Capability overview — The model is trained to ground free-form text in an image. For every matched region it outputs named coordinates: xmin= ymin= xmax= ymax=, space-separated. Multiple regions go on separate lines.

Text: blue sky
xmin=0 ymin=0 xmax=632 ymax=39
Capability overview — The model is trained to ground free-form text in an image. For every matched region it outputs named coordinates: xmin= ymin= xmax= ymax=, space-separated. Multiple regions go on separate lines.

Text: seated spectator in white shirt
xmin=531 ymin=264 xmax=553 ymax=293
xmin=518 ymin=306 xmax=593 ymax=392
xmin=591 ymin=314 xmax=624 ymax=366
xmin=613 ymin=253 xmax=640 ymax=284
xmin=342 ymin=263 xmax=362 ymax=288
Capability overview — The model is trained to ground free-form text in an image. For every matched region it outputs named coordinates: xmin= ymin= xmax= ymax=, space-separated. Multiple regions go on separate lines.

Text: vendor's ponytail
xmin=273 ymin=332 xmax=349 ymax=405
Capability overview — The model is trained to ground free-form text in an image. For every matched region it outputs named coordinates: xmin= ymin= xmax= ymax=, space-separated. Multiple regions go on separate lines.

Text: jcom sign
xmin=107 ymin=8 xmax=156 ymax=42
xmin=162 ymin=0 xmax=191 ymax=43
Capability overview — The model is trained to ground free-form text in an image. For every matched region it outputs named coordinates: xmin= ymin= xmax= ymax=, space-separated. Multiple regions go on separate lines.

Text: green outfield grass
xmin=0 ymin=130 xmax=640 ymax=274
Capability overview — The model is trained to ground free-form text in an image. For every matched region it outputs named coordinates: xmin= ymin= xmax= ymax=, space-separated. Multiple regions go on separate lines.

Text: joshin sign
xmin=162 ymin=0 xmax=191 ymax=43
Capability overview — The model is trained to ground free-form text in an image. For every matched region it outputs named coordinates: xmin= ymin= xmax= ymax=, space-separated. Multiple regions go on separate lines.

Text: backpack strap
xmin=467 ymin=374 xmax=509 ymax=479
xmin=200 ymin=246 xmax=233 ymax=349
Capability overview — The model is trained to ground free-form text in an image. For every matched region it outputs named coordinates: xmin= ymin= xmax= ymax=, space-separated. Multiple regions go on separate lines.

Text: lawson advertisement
· · ·
### WHAT YOU SHOULD DO
Recast the records, starting with their first line and going on through the line with "xmin=273 ymin=332 xmax=349 ymax=405", as a JSON list of strings with one string per line and blank lines left out.

### OUTPUT FOR THIS EXERCISE
[
  "Capability overview — The model is trained to ground free-form text in an image. For every matched region it outputs named coordinates: xmin= ymin= xmax= ymax=, space-separated. Multiple regions go on separate lines.",
  "Text: blue sky",
  "xmin=0 ymin=0 xmax=632 ymax=39",
  "Capability overview — The model is trained to ground free-form text in an image. For every matched region it outputs named coordinates: xmin= ymin= xmax= ymax=, space-separated. Multiple regions go on separate lines.",
  "Text: seated spectator in white shirt",
  "xmin=531 ymin=264 xmax=553 ymax=293",
  "xmin=518 ymin=306 xmax=593 ymax=392",
  "xmin=591 ymin=314 xmax=624 ymax=366",
  "xmin=613 ymin=253 xmax=640 ymax=284",
  "xmin=342 ymin=263 xmax=362 ymax=288",
  "Capability overview — The model is trained to ground free-form text in an image. For every matched region it outputs named coordinates: xmin= ymin= xmax= ymax=, space-separated. Multiple regions go on separate lines.",
  "Text: vendor's ponytail",
  "xmin=273 ymin=332 xmax=349 ymax=405"
]